=== YOUR ASSIGNMENT ===
Each record that follows should be reproduced in full, character for character.

[Records from a collection]
##########

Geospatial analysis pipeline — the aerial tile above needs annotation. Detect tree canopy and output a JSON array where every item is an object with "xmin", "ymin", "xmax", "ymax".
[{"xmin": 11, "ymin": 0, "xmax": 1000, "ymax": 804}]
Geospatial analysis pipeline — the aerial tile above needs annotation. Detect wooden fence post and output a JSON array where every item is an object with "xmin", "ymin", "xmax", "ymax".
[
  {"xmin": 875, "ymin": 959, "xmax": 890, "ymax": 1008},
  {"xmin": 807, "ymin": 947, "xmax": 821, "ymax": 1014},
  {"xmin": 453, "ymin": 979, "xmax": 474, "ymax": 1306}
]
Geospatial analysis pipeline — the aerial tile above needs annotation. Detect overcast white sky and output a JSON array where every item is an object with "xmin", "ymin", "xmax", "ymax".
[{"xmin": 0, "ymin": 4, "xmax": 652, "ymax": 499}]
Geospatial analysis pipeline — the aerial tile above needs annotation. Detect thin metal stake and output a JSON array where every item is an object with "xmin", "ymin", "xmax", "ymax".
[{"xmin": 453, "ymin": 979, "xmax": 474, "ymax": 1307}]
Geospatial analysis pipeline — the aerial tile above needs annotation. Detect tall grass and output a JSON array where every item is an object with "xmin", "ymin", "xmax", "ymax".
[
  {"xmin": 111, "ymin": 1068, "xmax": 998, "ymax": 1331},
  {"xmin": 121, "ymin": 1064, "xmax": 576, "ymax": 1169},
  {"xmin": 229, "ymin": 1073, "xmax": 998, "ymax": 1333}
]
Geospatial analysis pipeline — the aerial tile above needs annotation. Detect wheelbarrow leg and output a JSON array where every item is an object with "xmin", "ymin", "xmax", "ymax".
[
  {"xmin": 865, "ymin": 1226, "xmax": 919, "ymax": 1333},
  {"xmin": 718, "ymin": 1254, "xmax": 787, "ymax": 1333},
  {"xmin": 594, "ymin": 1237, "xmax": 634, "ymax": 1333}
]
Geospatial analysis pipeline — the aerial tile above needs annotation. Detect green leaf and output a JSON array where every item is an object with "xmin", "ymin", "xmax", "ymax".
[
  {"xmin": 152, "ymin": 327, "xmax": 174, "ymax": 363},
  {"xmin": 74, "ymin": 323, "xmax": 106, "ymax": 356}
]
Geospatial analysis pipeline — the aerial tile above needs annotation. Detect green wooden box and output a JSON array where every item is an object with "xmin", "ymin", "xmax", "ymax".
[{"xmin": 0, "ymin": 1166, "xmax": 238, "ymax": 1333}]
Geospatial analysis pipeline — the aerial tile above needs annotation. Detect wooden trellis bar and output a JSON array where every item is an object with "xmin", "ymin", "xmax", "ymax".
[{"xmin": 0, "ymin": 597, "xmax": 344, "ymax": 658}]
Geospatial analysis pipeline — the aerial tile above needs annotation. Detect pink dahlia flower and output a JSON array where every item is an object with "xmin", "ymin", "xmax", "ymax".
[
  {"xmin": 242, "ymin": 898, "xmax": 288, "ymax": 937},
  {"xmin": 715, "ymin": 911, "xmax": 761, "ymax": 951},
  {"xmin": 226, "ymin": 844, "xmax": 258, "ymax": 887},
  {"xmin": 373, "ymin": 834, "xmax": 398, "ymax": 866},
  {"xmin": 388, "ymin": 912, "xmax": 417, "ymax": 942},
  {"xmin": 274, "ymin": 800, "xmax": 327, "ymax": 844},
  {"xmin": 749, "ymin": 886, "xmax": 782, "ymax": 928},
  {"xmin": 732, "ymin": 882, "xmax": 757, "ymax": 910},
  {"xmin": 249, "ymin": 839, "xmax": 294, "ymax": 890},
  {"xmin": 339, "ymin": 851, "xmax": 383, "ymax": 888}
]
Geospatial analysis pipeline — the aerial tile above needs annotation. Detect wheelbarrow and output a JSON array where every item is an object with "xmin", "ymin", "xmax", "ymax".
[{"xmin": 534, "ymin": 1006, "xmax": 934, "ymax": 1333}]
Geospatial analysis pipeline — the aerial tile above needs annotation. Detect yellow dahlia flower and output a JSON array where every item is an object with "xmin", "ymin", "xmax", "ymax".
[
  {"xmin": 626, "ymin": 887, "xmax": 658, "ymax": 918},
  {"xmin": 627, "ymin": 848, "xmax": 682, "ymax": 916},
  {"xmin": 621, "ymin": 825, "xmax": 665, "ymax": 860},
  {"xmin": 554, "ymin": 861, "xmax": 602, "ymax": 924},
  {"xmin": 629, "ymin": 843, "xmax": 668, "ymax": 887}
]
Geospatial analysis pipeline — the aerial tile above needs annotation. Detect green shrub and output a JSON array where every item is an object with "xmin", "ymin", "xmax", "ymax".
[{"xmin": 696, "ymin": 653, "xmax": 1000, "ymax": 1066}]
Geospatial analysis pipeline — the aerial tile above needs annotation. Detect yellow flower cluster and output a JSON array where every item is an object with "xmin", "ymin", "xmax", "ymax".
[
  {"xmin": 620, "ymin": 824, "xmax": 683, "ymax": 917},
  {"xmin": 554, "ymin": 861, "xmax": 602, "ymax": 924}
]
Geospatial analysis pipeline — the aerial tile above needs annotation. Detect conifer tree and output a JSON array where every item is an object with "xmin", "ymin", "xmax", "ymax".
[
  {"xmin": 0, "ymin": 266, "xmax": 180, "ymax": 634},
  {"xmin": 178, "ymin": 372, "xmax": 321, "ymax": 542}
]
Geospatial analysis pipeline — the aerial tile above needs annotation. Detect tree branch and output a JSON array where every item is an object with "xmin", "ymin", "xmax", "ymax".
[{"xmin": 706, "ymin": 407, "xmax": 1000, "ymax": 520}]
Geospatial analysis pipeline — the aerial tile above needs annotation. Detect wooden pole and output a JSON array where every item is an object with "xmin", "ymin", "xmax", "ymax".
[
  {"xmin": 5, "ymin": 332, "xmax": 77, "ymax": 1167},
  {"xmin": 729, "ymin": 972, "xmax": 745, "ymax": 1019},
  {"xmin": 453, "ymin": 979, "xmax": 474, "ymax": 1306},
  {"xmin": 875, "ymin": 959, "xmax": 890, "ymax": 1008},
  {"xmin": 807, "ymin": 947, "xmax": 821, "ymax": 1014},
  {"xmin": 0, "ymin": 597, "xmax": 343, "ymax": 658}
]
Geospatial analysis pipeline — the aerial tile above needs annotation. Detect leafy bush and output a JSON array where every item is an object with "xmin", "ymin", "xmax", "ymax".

##########

=== RESPONSE TO THIS TASK ===
Geospatial analysis pipeline — the aerial tile above needs annotation. Detect tree canopy and output a JSON array where every item is an object with "xmin", "ymin", "xmax", "ymax".
[{"xmin": 11, "ymin": 0, "xmax": 1000, "ymax": 804}]
Geospatial analysis pipeline — the aerial tile above needs annotation. Detect wooden fence post and output a JSON array where every item is an object with "xmin", "ymin", "xmax", "ymax".
[
  {"xmin": 875, "ymin": 959, "xmax": 890, "ymax": 1008},
  {"xmin": 807, "ymin": 947, "xmax": 821, "ymax": 1014},
  {"xmin": 453, "ymin": 979, "xmax": 474, "ymax": 1306}
]
Geospatial analysis pipeline — the aerial tile above needs annotation. Detect overcast white sky and output a JSON array where every item is an object with "xmin", "ymin", "xmax", "ymax".
[{"xmin": 0, "ymin": 4, "xmax": 652, "ymax": 499}]
Geospatial analysis pipeline — the aerial tile above needs annotation. Detect thin metal stake and output a JSON array where every item is an object with "xmin", "ymin", "xmax", "ymax".
[{"xmin": 453, "ymin": 979, "xmax": 474, "ymax": 1307}]
Geospatial analysis pipeline — the aerial tile above needs annotation. Detect tall grass and output a JSON array where every item is an object with "xmin", "ymin", "xmax", "ymax".
[
  {"xmin": 111, "ymin": 1068, "xmax": 998, "ymax": 1331},
  {"xmin": 121, "ymin": 1064, "xmax": 576, "ymax": 1169},
  {"xmin": 229, "ymin": 1073, "xmax": 998, "ymax": 1333}
]
Geospatial analysis pipeline — the aerial tile above needs annotation. Detect wheelbarrow leg and output a JSON array where every item is an object with "xmin", "ymin", "xmax", "ymax".
[
  {"xmin": 865, "ymin": 1226, "xmax": 919, "ymax": 1333},
  {"xmin": 718, "ymin": 1254, "xmax": 787, "ymax": 1333},
  {"xmin": 594, "ymin": 1237, "xmax": 634, "ymax": 1333}
]
Geospatial analysis pipeline — the aerial tile above needs annotation. Detect green leaf and output a JSON array where every item is an object with "xmin", "ymin", "xmax", "ymax".
[
  {"xmin": 152, "ymin": 327, "xmax": 174, "ymax": 363},
  {"xmin": 74, "ymin": 323, "xmax": 106, "ymax": 356}
]
Geospatial analysis pipeline — the aerial tile above needs annotation. Detect green wooden box and output a JSON array where every item is an object with "xmin", "ymin", "xmax", "ymax".
[{"xmin": 0, "ymin": 1166, "xmax": 238, "ymax": 1333}]
Geospatial analysis pipeline — the aerial tile above needs annotation. Detect wooden trellis bar and output a JSON array where every item is an object with "xmin", "ymin", "xmax", "ymax".
[{"xmin": 0, "ymin": 597, "xmax": 344, "ymax": 658}]
Geospatial analysis pipeline — the aerial tile above needs annotation. Detect pink dahlia flower and output a JSON array where every item is an object with "xmin", "ymin", "xmax", "ymax".
[
  {"xmin": 242, "ymin": 898, "xmax": 288, "ymax": 937},
  {"xmin": 715, "ymin": 911, "xmax": 761, "ymax": 951},
  {"xmin": 226, "ymin": 844, "xmax": 258, "ymax": 887},
  {"xmin": 373, "ymin": 834, "xmax": 398, "ymax": 866},
  {"xmin": 388, "ymin": 912, "xmax": 417, "ymax": 942},
  {"xmin": 274, "ymin": 800, "xmax": 327, "ymax": 844},
  {"xmin": 749, "ymin": 886, "xmax": 782, "ymax": 928},
  {"xmin": 732, "ymin": 882, "xmax": 757, "ymax": 910},
  {"xmin": 249, "ymin": 839, "xmax": 294, "ymax": 890},
  {"xmin": 339, "ymin": 851, "xmax": 383, "ymax": 888}
]
Geospatial analysis pipeline — the aerial tile above needs annotation. Detect wheelbarrow and output a JSON array where every item is an object with "xmin", "ymin", "xmax", "ymax".
[{"xmin": 534, "ymin": 1006, "xmax": 934, "ymax": 1333}]
Geospatial analysis pipeline — the aerial tile above needs annotation. Detect yellow dahlia flower and output a JSON array where every item is an object with "xmin", "ymin", "xmax", "ymax".
[
  {"xmin": 626, "ymin": 887, "xmax": 658, "ymax": 918},
  {"xmin": 627, "ymin": 848, "xmax": 682, "ymax": 916},
  {"xmin": 621, "ymin": 825, "xmax": 665, "ymax": 860},
  {"xmin": 554, "ymin": 861, "xmax": 602, "ymax": 924},
  {"xmin": 629, "ymin": 843, "xmax": 668, "ymax": 887}
]
Geospatial analysis pipeline — the aerial tile above needs annotation. Detect green shrub and output a JSON array where every item is an object with "xmin", "ymin", "xmax", "ymax".
[{"xmin": 696, "ymin": 653, "xmax": 1000, "ymax": 1066}]
Geospatial analysis pipeline — the aerial tile above needs annotation. Detect yellow flower cluster and output a JSON array where every item is an object with "xmin", "ymin", "xmax", "ymax".
[
  {"xmin": 620, "ymin": 824, "xmax": 683, "ymax": 917},
  {"xmin": 554, "ymin": 861, "xmax": 602, "ymax": 924}
]
Geospatial analysis pipeline — the aerial tile above needs annotation. Detect conifer tree and output a JSON array where every item is an object with "xmin", "ymin", "xmax", "ymax".
[
  {"xmin": 0, "ymin": 266, "xmax": 180, "ymax": 634},
  {"xmin": 178, "ymin": 372, "xmax": 321, "ymax": 542}
]
Geospatial analysis pipeline — the aerial tile above needs annotation. Detect tree branch and output a JSON array where every item is an object with "xmin", "ymin", "xmax", "ymax".
[{"xmin": 706, "ymin": 407, "xmax": 1000, "ymax": 520}]
Geospatial analysis pipeline — the aerial tile above needs annotation. Detect wooden pole and output a JSON array where every item is an object with "xmin", "ymin", "xmax", "ymax".
[
  {"xmin": 5, "ymin": 332, "xmax": 77, "ymax": 1167},
  {"xmin": 729, "ymin": 972, "xmax": 745, "ymax": 1019},
  {"xmin": 453, "ymin": 979, "xmax": 474, "ymax": 1306},
  {"xmin": 875, "ymin": 959, "xmax": 890, "ymax": 1008},
  {"xmin": 807, "ymin": 947, "xmax": 821, "ymax": 1014},
  {"xmin": 0, "ymin": 597, "xmax": 343, "ymax": 658}
]
Geospatial analysis pipeline — the aerial tile above needs annotation. Detect leafy bush and output a JSON array where every item is an object with "xmin", "ymin", "xmax", "ymax".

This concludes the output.